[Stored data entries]
* * * *

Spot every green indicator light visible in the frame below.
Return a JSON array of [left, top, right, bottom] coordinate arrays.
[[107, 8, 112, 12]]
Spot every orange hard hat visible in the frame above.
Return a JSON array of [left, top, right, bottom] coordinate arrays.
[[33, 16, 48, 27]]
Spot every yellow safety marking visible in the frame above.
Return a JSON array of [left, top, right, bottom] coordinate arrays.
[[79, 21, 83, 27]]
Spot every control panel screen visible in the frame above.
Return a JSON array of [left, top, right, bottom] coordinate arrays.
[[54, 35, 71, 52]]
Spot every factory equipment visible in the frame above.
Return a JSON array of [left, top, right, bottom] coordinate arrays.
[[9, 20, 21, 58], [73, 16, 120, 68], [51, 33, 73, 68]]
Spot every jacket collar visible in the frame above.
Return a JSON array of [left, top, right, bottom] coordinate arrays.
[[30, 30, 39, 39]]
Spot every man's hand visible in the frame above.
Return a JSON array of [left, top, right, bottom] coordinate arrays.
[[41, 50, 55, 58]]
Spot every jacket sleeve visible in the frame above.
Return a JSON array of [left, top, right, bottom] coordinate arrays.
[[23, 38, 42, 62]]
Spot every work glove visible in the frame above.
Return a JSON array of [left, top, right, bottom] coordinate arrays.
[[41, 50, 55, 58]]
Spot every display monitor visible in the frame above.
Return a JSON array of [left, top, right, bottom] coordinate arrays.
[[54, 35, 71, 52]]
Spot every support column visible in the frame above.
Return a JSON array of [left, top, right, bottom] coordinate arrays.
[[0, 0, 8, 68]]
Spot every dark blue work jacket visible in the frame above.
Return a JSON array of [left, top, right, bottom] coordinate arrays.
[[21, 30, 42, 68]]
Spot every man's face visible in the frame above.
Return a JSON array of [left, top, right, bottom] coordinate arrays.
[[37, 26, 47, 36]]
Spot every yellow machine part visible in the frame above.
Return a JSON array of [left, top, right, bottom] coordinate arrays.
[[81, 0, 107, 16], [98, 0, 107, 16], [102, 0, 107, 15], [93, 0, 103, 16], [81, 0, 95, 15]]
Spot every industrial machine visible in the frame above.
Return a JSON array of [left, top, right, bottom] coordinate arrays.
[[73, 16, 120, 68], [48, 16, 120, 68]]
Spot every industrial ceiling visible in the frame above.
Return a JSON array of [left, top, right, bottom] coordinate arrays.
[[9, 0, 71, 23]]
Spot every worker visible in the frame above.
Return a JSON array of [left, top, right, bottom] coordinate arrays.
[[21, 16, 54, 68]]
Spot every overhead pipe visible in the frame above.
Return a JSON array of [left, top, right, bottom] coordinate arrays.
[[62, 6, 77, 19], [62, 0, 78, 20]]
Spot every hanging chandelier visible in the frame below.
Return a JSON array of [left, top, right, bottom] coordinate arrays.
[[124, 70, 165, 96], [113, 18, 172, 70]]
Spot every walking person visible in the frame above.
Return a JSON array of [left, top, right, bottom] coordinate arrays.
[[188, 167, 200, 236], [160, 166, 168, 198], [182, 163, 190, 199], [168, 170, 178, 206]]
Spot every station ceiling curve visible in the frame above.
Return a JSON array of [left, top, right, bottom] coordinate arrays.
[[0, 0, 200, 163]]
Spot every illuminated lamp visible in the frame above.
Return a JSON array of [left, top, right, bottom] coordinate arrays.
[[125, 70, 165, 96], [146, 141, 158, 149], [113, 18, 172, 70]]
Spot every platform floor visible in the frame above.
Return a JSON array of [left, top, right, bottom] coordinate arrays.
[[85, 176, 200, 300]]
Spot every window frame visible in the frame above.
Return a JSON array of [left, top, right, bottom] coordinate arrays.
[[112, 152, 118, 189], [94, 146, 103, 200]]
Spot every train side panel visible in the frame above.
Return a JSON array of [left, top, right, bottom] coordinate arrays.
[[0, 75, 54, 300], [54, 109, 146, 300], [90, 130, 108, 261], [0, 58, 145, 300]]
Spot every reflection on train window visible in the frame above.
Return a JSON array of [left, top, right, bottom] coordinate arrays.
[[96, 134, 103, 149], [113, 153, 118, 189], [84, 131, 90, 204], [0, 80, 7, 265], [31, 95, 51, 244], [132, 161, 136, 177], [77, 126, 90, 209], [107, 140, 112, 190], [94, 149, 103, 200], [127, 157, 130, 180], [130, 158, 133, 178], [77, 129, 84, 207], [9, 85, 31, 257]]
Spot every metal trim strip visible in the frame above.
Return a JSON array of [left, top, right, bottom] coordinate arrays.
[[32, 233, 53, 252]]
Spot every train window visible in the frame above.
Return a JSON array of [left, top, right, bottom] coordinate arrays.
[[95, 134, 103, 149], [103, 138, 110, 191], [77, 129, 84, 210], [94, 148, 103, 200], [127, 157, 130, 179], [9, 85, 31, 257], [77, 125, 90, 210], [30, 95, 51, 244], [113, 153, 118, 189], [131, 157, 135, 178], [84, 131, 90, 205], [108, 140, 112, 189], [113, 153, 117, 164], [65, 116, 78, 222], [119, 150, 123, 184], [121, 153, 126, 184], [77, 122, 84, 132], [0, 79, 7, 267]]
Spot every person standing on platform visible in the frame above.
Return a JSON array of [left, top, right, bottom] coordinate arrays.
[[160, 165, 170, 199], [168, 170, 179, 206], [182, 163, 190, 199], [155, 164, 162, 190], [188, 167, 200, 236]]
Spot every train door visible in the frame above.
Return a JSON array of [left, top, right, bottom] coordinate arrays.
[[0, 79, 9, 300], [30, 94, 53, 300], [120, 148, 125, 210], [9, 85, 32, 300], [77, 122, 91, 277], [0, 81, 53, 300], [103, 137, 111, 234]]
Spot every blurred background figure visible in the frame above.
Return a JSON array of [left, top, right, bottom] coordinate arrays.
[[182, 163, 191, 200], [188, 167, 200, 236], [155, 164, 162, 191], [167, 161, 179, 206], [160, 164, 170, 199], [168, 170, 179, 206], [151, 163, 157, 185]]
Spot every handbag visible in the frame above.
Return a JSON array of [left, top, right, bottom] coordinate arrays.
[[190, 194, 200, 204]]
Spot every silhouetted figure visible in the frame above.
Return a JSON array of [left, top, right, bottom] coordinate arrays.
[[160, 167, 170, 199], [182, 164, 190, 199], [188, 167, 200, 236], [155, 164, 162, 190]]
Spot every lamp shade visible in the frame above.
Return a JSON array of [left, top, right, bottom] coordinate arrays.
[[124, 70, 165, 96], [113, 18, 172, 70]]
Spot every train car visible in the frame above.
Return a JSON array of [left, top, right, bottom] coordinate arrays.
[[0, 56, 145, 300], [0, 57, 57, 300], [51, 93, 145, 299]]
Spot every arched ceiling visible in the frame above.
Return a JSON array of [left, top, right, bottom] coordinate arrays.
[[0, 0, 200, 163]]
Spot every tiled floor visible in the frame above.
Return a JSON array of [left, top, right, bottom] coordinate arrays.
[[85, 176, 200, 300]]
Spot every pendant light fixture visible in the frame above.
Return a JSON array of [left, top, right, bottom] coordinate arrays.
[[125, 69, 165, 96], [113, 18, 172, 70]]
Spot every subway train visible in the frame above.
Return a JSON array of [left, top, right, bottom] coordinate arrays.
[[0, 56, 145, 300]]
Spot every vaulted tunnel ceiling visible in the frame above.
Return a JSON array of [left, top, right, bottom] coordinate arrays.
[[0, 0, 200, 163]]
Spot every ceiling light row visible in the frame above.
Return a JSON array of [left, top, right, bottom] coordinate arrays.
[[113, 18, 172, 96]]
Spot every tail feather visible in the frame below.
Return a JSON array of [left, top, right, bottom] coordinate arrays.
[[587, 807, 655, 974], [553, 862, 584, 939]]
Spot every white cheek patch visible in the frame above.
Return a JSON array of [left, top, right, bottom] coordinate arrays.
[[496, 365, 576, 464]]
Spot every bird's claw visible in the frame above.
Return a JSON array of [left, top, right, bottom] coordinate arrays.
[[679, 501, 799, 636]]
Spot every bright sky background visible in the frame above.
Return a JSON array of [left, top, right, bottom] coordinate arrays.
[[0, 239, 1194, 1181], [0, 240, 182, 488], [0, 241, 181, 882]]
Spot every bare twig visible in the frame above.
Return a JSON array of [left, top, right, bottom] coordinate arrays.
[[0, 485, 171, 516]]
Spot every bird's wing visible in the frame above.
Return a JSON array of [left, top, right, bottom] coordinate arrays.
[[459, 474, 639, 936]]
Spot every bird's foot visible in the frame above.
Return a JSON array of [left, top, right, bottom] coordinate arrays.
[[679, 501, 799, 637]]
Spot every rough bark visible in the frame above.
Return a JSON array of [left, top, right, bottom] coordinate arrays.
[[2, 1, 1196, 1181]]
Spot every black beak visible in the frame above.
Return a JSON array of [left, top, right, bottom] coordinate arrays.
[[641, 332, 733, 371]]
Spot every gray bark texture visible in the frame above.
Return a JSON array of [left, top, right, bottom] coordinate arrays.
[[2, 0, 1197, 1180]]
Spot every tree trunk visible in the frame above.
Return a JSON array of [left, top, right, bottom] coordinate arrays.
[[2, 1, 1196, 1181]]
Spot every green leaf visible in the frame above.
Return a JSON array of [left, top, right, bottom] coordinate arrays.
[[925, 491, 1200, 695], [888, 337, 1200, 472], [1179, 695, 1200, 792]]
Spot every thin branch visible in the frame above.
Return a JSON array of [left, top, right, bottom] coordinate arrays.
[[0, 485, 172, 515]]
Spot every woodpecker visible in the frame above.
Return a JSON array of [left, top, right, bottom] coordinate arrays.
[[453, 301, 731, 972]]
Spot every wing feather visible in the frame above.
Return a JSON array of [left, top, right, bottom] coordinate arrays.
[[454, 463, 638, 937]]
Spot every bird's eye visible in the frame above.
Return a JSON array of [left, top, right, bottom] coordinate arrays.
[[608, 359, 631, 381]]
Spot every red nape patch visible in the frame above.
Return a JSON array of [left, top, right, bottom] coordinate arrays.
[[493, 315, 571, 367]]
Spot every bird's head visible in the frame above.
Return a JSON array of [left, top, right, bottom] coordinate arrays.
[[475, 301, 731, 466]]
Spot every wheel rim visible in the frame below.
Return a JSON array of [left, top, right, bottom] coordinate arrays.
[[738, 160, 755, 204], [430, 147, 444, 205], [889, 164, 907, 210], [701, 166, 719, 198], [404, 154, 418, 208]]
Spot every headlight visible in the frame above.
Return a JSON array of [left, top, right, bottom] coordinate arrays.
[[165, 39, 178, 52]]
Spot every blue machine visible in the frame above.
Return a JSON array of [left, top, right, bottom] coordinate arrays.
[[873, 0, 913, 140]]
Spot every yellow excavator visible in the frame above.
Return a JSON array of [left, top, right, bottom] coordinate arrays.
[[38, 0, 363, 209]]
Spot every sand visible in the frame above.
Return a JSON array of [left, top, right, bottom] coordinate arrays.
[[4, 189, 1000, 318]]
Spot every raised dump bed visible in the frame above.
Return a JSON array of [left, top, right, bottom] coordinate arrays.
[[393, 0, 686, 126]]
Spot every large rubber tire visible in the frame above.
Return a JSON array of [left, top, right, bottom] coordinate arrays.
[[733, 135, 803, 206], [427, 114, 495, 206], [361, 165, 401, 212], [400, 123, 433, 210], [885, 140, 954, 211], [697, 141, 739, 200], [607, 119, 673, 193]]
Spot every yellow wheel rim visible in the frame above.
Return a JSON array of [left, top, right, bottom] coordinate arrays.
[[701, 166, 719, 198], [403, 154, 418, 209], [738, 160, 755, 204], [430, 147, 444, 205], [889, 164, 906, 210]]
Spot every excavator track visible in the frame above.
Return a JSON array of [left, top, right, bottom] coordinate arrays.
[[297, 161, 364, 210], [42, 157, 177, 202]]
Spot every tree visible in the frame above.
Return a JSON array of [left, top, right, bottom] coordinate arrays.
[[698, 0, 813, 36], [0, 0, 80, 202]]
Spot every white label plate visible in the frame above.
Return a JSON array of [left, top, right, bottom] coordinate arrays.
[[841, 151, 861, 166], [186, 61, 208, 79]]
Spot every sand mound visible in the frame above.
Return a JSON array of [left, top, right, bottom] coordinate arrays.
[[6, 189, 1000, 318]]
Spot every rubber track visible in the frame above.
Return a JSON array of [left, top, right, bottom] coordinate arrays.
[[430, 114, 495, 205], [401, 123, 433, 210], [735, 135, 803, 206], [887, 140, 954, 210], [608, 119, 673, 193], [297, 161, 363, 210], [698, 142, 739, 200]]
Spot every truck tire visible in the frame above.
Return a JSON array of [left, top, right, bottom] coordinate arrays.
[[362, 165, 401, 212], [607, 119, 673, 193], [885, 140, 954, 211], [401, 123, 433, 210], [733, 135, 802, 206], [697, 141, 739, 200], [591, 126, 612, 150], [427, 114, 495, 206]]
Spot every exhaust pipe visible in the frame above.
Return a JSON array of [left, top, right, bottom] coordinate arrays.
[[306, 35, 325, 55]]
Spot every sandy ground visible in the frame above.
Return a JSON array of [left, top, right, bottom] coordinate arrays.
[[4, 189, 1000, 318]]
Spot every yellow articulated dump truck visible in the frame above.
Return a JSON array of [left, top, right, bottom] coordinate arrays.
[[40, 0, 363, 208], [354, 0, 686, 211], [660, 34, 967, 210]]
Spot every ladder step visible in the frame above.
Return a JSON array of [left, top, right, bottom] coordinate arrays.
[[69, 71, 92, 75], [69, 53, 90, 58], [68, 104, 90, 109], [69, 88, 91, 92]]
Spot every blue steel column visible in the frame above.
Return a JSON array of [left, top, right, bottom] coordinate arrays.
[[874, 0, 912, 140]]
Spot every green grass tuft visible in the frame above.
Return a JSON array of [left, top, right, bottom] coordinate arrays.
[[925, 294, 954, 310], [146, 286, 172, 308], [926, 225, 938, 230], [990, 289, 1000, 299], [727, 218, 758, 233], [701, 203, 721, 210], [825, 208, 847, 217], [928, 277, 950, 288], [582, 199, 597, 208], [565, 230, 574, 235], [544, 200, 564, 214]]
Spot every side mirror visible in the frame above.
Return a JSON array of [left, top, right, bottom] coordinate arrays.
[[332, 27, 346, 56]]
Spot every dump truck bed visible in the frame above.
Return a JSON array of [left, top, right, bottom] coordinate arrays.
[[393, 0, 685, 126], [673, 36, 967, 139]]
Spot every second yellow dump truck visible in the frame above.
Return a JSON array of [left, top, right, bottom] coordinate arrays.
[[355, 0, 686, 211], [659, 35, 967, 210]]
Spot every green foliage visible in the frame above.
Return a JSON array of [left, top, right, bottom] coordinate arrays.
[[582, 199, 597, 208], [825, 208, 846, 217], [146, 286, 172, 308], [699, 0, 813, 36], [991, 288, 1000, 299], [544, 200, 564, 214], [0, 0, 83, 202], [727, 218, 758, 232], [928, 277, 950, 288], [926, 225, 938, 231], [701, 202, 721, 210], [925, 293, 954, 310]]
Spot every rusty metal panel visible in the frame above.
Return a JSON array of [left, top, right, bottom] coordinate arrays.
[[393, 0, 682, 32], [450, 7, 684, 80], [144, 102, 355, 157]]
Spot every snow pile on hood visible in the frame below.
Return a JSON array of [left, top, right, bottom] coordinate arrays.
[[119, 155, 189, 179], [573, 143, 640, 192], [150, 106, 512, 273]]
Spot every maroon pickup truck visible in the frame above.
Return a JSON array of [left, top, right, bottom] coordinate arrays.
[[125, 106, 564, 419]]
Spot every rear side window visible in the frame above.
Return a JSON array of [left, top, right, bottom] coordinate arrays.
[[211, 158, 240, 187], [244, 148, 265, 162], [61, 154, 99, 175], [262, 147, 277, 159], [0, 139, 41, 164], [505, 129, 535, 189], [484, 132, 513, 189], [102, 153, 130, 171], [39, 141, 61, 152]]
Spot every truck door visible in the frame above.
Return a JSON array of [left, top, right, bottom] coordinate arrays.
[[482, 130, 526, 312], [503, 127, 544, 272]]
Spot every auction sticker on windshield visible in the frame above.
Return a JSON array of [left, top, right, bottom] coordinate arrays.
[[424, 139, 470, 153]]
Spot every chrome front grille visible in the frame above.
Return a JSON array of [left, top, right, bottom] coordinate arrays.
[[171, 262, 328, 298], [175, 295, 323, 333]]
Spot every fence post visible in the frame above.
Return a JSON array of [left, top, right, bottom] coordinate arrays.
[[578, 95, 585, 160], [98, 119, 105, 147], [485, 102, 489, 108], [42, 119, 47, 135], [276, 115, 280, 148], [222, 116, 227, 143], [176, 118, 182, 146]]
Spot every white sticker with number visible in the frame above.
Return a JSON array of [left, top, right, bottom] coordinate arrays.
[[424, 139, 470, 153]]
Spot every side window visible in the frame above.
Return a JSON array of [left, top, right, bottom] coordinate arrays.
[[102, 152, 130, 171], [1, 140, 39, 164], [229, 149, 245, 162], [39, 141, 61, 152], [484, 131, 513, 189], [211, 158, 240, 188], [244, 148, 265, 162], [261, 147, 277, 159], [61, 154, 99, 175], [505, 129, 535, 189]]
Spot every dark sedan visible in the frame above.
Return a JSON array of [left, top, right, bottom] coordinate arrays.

* * * *

§ **Directions**:
Would you please copy exactly the part of the entries above that begins at the line containing "Spot every silhouetted" and ends at the line containing "Spot every train car", both lines included?

§ **Task result**:
Spot every silhouetted figure visible in the frame above.
Return a JSON array of [left, top, right, bottom] coordinate arrays.
[[160, 167, 170, 199], [182, 164, 190, 199], [188, 167, 200, 236], [155, 164, 162, 190]]
Spot every lamp shade visible in the frame above.
Return a JSON array of [left, top, right, bottom] coordinate arrays.
[[124, 70, 165, 96], [113, 18, 172, 70]]
Spot every train car visible in the frame above.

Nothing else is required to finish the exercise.